Region outline entries:
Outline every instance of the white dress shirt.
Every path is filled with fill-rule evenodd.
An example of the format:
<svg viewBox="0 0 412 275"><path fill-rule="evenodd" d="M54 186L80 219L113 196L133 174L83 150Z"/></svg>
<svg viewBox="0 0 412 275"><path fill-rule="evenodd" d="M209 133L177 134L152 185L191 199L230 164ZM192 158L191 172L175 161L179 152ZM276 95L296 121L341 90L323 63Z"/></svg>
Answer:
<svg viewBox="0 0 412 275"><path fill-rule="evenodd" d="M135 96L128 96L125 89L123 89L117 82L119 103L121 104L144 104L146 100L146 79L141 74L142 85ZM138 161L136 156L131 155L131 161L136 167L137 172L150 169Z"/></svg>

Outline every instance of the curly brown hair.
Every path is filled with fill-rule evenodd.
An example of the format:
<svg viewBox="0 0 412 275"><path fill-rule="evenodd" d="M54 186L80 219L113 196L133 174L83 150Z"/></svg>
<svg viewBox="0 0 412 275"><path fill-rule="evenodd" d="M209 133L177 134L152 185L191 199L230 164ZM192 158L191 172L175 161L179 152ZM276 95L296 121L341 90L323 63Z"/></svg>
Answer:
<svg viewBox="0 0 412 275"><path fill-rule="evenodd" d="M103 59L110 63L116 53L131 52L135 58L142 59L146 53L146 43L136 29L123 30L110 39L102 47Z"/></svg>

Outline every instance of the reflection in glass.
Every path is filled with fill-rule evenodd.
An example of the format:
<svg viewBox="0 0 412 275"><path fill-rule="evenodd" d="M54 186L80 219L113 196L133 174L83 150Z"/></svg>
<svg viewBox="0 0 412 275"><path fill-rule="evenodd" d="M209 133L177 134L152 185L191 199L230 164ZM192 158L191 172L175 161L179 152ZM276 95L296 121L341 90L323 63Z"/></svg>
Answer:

The request:
Edit the lines from the one containing "Outline every instance of the curly" through the one containing "59L110 63L116 53L131", swapping "curly" for "wavy" and keeping everything else the same.

Task solution:
Outline every instance of the wavy brown hair.
Every path is filled with fill-rule evenodd.
An example of the format:
<svg viewBox="0 0 412 275"><path fill-rule="evenodd" d="M54 186L80 219L113 196L133 174L83 150Z"/></svg>
<svg viewBox="0 0 412 275"><path fill-rule="evenodd" d="M209 133L177 134L152 185L191 199L230 164ZM192 158L191 172L175 161L179 152ZM276 95L296 121L341 90L323 63Z"/></svg>
Answer:
<svg viewBox="0 0 412 275"><path fill-rule="evenodd" d="M103 59L110 63L116 53L131 52L135 58L142 59L146 53L146 43L136 29L123 30L110 39L102 47Z"/></svg>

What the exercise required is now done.